Copy every line from the items below that contains the word "metal", and leave out all other lines.

── DATA RECORDS ──

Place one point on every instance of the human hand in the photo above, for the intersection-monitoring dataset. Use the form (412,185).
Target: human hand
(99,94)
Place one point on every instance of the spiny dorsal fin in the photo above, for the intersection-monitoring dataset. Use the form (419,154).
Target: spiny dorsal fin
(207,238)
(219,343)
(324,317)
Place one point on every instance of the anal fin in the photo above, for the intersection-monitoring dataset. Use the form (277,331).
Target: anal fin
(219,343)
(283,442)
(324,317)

───
── DATA RECORDS ──

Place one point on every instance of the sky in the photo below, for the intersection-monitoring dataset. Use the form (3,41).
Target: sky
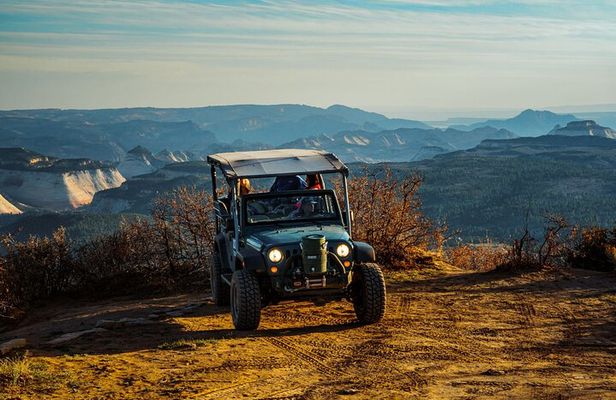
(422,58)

───
── DATA RECORDS ──

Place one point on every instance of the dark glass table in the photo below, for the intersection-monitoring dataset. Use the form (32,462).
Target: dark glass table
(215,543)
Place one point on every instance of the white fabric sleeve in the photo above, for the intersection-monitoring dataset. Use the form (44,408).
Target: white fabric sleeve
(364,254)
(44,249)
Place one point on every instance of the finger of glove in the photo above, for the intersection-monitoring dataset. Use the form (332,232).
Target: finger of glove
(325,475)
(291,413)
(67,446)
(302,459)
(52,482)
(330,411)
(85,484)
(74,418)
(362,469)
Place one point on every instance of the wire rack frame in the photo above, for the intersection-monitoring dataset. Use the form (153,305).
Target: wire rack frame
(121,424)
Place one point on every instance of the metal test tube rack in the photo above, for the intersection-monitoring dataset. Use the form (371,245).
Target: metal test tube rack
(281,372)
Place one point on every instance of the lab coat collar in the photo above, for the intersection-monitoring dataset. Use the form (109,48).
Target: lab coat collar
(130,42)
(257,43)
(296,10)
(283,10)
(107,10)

───

→ SOLUTION BELOW
Place one point on every instance of the metal test tube rack in the photo above, for the intersection-monitoring dataset. Use the form (371,245).
Target: metal test tube rack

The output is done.